[Aim of the task]: How many lines in the material below contain the string "negative"? Reply with only the number.

Extracted records section start

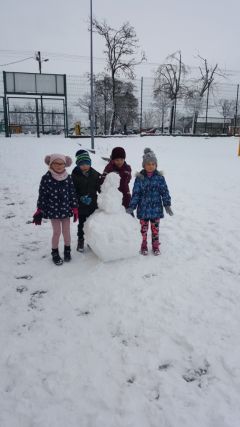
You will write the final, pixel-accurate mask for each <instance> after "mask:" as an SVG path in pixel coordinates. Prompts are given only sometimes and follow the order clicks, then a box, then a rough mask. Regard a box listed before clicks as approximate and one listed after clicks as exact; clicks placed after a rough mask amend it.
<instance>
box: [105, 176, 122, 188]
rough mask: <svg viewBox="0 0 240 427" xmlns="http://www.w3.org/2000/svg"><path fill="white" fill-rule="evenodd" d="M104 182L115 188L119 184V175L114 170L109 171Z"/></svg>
mask: <svg viewBox="0 0 240 427" xmlns="http://www.w3.org/2000/svg"><path fill="white" fill-rule="evenodd" d="M104 184H106V187H108V188H114V189H117V188H118V187H119V185H120V176H119V175H118V174H117V173H115V172H111V173H109V174H108V175H107V176H106V179H105V181H104Z"/></svg>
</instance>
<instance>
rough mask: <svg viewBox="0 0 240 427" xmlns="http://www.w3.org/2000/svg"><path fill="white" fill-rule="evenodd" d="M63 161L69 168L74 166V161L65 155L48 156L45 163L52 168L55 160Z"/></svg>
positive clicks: (59, 154) (65, 164) (51, 155)
mask: <svg viewBox="0 0 240 427" xmlns="http://www.w3.org/2000/svg"><path fill="white" fill-rule="evenodd" d="M57 159H59V160H62V161H63V162H64V163H65V166H66V167H67V168H68V167H69V166H71V164H72V159H71V157H69V156H64V155H63V154H57V153H54V154H48V155H47V156H46V157H45V159H44V161H45V163H46V165H48V166H51V164H52V163H53V162H54V161H55V160H57Z"/></svg>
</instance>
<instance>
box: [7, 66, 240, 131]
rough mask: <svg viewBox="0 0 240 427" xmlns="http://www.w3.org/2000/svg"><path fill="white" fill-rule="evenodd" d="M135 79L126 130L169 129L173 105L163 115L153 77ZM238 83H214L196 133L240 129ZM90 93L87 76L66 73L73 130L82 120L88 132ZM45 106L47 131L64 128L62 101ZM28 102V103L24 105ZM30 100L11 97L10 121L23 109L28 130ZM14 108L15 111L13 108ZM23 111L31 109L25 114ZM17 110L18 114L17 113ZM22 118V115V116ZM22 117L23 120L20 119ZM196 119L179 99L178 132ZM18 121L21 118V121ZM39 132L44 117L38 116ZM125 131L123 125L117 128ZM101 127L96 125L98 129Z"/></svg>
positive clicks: (67, 94) (192, 113) (192, 114)
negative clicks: (85, 107)
mask: <svg viewBox="0 0 240 427" xmlns="http://www.w3.org/2000/svg"><path fill="white" fill-rule="evenodd" d="M132 83H133V95H134V97H135V99H136V101H137V112H136V114H135V118H134V120H133V121H132V123H131V126H128V129H125V131H127V132H129V133H131V132H138V131H139V130H140V128H141V130H144V131H146V132H149V133H159V134H160V133H168V132H169V121H170V106H168V107H167V108H166V110H165V114H164V119H163V117H162V112H161V111H160V110H159V108H158V106H157V105H156V100H155V99H154V92H153V89H154V78H149V77H143V78H141V79H135V80H133V81H132ZM238 88H239V86H238V84H237V83H236V84H232V83H228V82H222V83H215V84H214V86H213V88H212V90H211V91H210V92H209V96H208V99H207V94H205V96H204V98H203V100H202V104H201V111H200V112H199V115H198V116H199V117H198V120H197V127H196V133H197V134H202V133H210V134H233V133H239V127H240V116H238V112H239V111H240V110H239V100H238ZM89 93H90V84H89V79H88V77H87V76H74V75H68V76H67V102H68V123H69V129H70V133H72V132H74V128H75V125H76V123H80V124H81V130H82V132H83V133H88V132H89V114H88V111H87V109H86V108H83V107H82V106H81V103H82V100H83V99H84V97H85V98H87V96H88V95H89ZM2 96H3V80H2V74H0V133H1V132H2V133H3V132H4V114H3V100H2ZM224 101H226V102H227V103H228V105H229V109H228V112H227V114H226V111H225V112H224V110H223V103H224ZM43 102H44V106H45V112H44V115H45V122H46V126H45V129H44V133H47V132H48V133H58V132H60V131H62V130H63V129H64V123H63V118H62V116H61V111H60V109H59V104H58V103H57V102H56V101H54V100H51V99H50V98H47V97H46V98H45V99H44V101H43ZM24 104H25V105H24ZM28 106H29V100H27V99H26V101H24V100H23V99H22V100H20V99H17V98H16V99H14V100H13V99H12V100H11V110H9V111H11V123H12V124H13V125H14V124H19V123H14V122H15V121H16V120H15V118H16V111H17V110H19V107H20V110H21V113H22V115H21V114H20V112H19V114H20V116H22V118H23V117H24V121H23V127H24V129H25V131H28V130H29V126H30V125H31V120H32V119H31V117H32V116H31V113H32V111H30V112H29V110H27V107H28ZM14 109H15V111H14ZM24 111H28V114H25V113H24ZM14 113H15V116H14ZM21 120H22V119H21ZM21 120H20V121H21ZM192 120H193V110H192V109H191V107H190V106H189V105H188V104H187V102H186V100H185V99H178V100H177V105H176V121H175V128H174V132H175V133H176V134H182V133H191V130H192ZM18 122H19V121H18ZM39 126H40V132H41V131H42V128H41V117H39ZM116 130H117V131H123V129H120V128H119V129H116ZM32 132H34V133H35V132H37V123H34V126H32ZM99 132H100V130H99V128H98V127H97V126H96V133H99Z"/></svg>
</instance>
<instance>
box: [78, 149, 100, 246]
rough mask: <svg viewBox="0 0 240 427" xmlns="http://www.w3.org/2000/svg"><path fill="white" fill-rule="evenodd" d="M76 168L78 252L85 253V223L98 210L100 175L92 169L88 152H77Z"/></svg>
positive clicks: (82, 150)
mask: <svg viewBox="0 0 240 427" xmlns="http://www.w3.org/2000/svg"><path fill="white" fill-rule="evenodd" d="M76 165H77V166H76V167H75V168H74V169H73V171H72V179H73V184H74V187H75V191H76V194H77V198H78V209H79V222H78V244H77V251H78V252H83V251H84V231H83V227H84V223H85V221H86V219H87V218H88V217H89V216H90V215H91V214H92V213H93V212H94V211H95V210H96V209H97V193H98V192H100V177H101V175H100V173H99V172H97V171H96V170H95V169H93V168H92V167H91V159H90V156H89V154H88V151H86V150H79V151H77V152H76Z"/></svg>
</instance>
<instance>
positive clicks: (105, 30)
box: [93, 19, 144, 134]
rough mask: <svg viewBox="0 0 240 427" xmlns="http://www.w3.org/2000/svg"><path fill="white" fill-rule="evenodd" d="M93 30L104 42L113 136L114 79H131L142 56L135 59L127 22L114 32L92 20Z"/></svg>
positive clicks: (112, 132)
mask: <svg viewBox="0 0 240 427" xmlns="http://www.w3.org/2000/svg"><path fill="white" fill-rule="evenodd" d="M93 28H94V29H95V31H96V32H97V33H98V34H99V35H100V36H101V37H103V38H104V41H105V50H104V53H105V55H106V59H107V66H106V68H107V70H108V71H109V72H110V76H111V80H112V104H113V112H112V120H111V134H113V133H114V128H115V122H116V78H117V76H118V75H120V74H124V75H125V76H126V77H129V78H133V77H134V67H135V65H137V64H139V63H141V62H142V61H143V59H144V54H142V55H141V58H140V60H137V59H136V58H135V54H136V53H137V51H138V49H139V46H138V38H137V35H136V32H135V29H134V28H133V27H132V26H131V25H130V24H129V23H128V22H126V23H124V24H122V25H121V27H120V28H119V29H118V30H116V29H114V28H112V27H110V26H109V25H108V24H107V23H106V22H105V21H104V22H103V23H100V22H99V21H97V20H96V19H94V20H93Z"/></svg>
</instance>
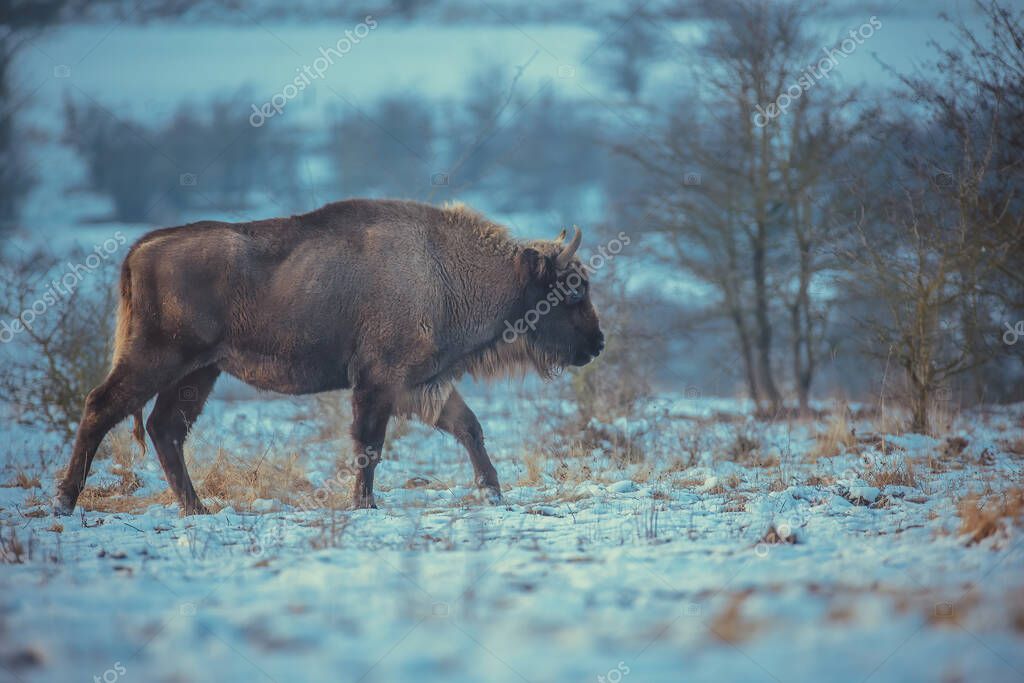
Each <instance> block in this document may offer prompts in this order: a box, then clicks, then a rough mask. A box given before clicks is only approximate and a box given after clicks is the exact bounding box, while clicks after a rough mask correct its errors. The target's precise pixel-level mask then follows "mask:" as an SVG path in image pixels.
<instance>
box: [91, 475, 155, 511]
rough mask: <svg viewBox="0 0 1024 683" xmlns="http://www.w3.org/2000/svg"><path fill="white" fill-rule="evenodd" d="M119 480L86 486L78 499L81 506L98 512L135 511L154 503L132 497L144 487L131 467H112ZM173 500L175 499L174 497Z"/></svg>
mask: <svg viewBox="0 0 1024 683" xmlns="http://www.w3.org/2000/svg"><path fill="white" fill-rule="evenodd" d="M111 472H112V473H113V474H115V475H117V477H118V480H117V481H115V482H113V483H109V484H104V485H102V486H86V487H85V489H84V490H83V492H82V495H81V496H80V497H79V499H78V504H79V506H80V507H81V508H82V509H84V510H90V511H97V512H135V511H137V510H139V509H144V508H145V507H146V505H152V503H143V500H144V499H145V498H150V497H143V499H136V498H133V497H132V494H134V493H135V492H136V490H138V489H139V488H141V487H142V480H141V479H140V478H139V477H138V475H137V474H135V471H134V470H132V469H131V468H126V467H123V466H121V465H117V466H115V467H114V468H112V469H111ZM172 500H173V499H172Z"/></svg>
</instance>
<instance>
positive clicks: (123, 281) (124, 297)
mask: <svg viewBox="0 0 1024 683" xmlns="http://www.w3.org/2000/svg"><path fill="white" fill-rule="evenodd" d="M130 255H131V254H129V256H130ZM130 324H131V268H129V267H128V259H127V258H126V259H125V262H124V264H123V265H122V266H121V298H120V302H119V303H118V327H117V330H116V331H115V333H114V357H113V359H112V360H111V368H112V369H113V368H115V367H117V365H118V360H120V359H121V355H122V354H123V353H124V350H125V344H126V343H127V341H128V332H129V328H130V327H131V326H130Z"/></svg>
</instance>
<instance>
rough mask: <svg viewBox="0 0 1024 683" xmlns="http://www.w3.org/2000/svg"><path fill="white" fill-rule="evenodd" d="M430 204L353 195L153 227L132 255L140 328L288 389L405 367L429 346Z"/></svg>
mask: <svg viewBox="0 0 1024 683" xmlns="http://www.w3.org/2000/svg"><path fill="white" fill-rule="evenodd" d="M430 210H433V211H437V210H436V209H433V208H432V207H424V205H415V204H410V203H402V202H376V201H368V200H353V201H347V202H339V203H336V204H331V205H328V206H326V207H324V208H322V209H318V210H316V211H313V212H310V213H308V214H303V215H300V216H293V217H290V218H275V219H269V220H261V221H253V222H249V223H221V222H212V221H207V222H202V223H194V224H189V225H184V226H181V227H177V228H168V229H164V230H157V231H155V232H152V233H150V234H147V236H145V237H144V238H143V239H142V240H140V241H139V242H138V243H137V244H136V245H135V246H134V247H133V248H132V250H131V252H130V253H129V256H128V258H127V259H126V263H125V267H126V268H128V269H129V271H130V279H131V283H132V287H131V289H132V298H133V300H135V301H137V302H138V303H137V305H136V306H135V309H136V310H137V311H138V314H137V316H136V317H137V318H138V319H137V321H136V327H137V328H138V333H139V337H140V338H145V339H148V340H150V342H157V343H161V342H166V341H167V340H173V343H174V344H175V345H178V346H180V347H181V349H182V350H183V352H185V353H187V354H191V355H195V356H196V357H197V358H198V360H197V362H199V364H202V362H210V361H214V362H217V364H219V365H220V366H221V367H222V368H223V369H224V370H226V371H227V372H229V373H231V374H234V375H237V376H239V377H240V378H241V379H243V380H245V381H247V382H249V383H251V384H254V385H256V386H259V387H261V388H265V389H273V390H276V391H283V392H288V393H305V392H311V391H321V390H327V389H332V388H341V387H344V386H347V385H348V383H349V379H350V375H351V374H352V372H353V371H355V372H356V373H357V371H358V369H359V368H361V367H371V366H373V367H376V368H378V369H379V368H380V367H389V368H392V370H393V372H395V373H397V374H399V375H400V374H401V372H402V371H403V370H402V368H401V367H400V366H401V365H402V364H403V362H404V364H417V362H420V361H422V360H424V359H425V358H426V356H428V355H429V354H430V353H431V352H432V343H433V339H432V338H431V335H430V331H431V330H432V329H433V328H434V327H435V325H436V324H437V319H436V314H435V313H434V312H433V311H434V309H435V306H436V296H437V295H436V289H437V288H436V284H435V269H434V259H433V256H432V248H431V247H430V245H428V244H427V241H428V236H429V226H430V220H431V219H432V217H431V216H430V215H429V214H430ZM410 345H413V346H415V347H416V348H414V349H412V350H411V349H410V348H409V347H410Z"/></svg>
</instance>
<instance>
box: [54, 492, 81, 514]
mask: <svg viewBox="0 0 1024 683" xmlns="http://www.w3.org/2000/svg"><path fill="white" fill-rule="evenodd" d="M50 504H51V505H52V506H53V516H54V517H67V516H69V515H70V514H71V513H73V512H75V502H74V501H73V500H71V498H70V497H68V496H56V497H54V498H53V500H52V501H51V502H50Z"/></svg>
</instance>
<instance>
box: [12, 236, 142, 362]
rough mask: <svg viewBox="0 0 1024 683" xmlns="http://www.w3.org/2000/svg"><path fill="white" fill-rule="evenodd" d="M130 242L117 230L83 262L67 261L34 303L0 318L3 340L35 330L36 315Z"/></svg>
mask: <svg viewBox="0 0 1024 683" xmlns="http://www.w3.org/2000/svg"><path fill="white" fill-rule="evenodd" d="M127 242H128V238H126V237H125V236H124V233H123V232H122V231H121V230H118V231H117V232H115V233H114V237H113V238H110V239H108V240H104V241H103V244H101V245H93V249H92V253H91V254H89V255H88V256H86V257H85V258H84V259H83V261H84V262H81V263H71V262H68V263H67V264H65V265H66V267H67V271H66V272H65V273H63V274H61V275H60V276H58V278H54V279H53V280H51V281H50V286H49V287H48V288H47V289H46V291H44V292H43V293H42V295H41V296H40V297H39V298H38V299H36V300H35V301H33V302H32V304H31V305H30V306H29V307H28V308H26V309H25V310H23V311H22V313H20V314H19V315H18V316H17V317H15V318H14V319H12V321H10V322H9V323H8V322H7V321H0V343H3V344H6V343H7V342H9V341H11V340H12V339H14V335H16V334H17V333H18V332H22V331H23V330H26V329H29V330H31V329H32V324H33V323H34V322H35V321H36V318H37V317H39V316H40V315H42V314H43V313H45V312H46V310H47V309H48V308H49V307H50V306H54V305H56V303H57V302H58V301H60V300H61V299H63V298H66V297H70V296H71V295H72V294H74V292H75V290H76V289H78V286H79V284H80V283H81V282H82V281H83V280H85V275H86V274H88V273H90V272H92V271H93V270H95V269H96V268H98V267H99V266H101V265H102V264H103V262H104V261H106V259H109V258H110V257H111V255H112V254H114V253H115V252H117V250H118V249H120V248H121V247H123V246H124V245H125V244H126V243H127Z"/></svg>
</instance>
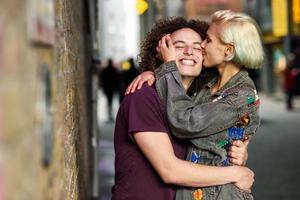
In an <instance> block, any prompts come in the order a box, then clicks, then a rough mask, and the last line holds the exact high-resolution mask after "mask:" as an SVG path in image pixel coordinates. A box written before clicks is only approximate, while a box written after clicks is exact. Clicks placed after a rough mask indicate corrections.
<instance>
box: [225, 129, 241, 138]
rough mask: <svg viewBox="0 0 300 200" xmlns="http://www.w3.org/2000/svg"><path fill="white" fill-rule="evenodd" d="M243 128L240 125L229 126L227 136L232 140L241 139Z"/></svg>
mask: <svg viewBox="0 0 300 200" xmlns="http://www.w3.org/2000/svg"><path fill="white" fill-rule="evenodd" d="M244 132H245V129H244V128H242V127H231V128H229V129H227V133H228V137H229V138H230V139H232V140H242V139H243V138H244V136H245V133H244Z"/></svg>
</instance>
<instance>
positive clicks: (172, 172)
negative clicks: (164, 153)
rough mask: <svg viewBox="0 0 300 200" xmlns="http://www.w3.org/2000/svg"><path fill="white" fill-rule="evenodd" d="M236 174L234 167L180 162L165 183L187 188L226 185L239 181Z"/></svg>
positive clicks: (179, 160) (174, 168)
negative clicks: (237, 178) (217, 166)
mask: <svg viewBox="0 0 300 200" xmlns="http://www.w3.org/2000/svg"><path fill="white" fill-rule="evenodd" d="M236 172H237V171H236V168H234V167H214V166H206V165H200V164H194V163H191V162H188V161H184V160H178V161H177V165H175V166H174V167H172V168H171V169H170V170H169V174H168V175H167V176H168V179H166V180H167V181H166V180H165V181H166V182H168V183H170V184H175V185H181V186H186V187H205V186H214V185H224V184H227V183H232V182H236V181H237V174H236Z"/></svg>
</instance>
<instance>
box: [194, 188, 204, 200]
mask: <svg viewBox="0 0 300 200" xmlns="http://www.w3.org/2000/svg"><path fill="white" fill-rule="evenodd" d="M202 196H203V193H202V190H201V189H197V190H195V191H194V192H193V197H194V200H202Z"/></svg>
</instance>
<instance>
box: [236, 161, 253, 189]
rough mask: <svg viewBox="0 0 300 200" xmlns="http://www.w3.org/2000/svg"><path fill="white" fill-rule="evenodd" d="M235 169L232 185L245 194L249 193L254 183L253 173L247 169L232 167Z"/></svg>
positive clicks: (241, 167)
mask: <svg viewBox="0 0 300 200" xmlns="http://www.w3.org/2000/svg"><path fill="white" fill-rule="evenodd" d="M233 167H235V168H236V181H235V182H234V185H235V186H237V187H238V188H239V189H241V190H244V191H246V192H251V187H252V185H253V183H254V172H253V171H251V170H250V169H249V168H247V167H240V166H233Z"/></svg>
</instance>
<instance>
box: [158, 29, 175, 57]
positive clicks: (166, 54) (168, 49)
mask: <svg viewBox="0 0 300 200" xmlns="http://www.w3.org/2000/svg"><path fill="white" fill-rule="evenodd" d="M156 51H157V57H158V58H159V59H160V60H161V61H162V62H169V61H172V60H176V51H175V47H174V45H173V42H172V39H171V36H170V34H167V35H165V36H163V37H162V38H161V40H160V41H159V42H158V46H157V47H156Z"/></svg>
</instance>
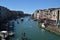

Extracted records section end

[Response below]: 3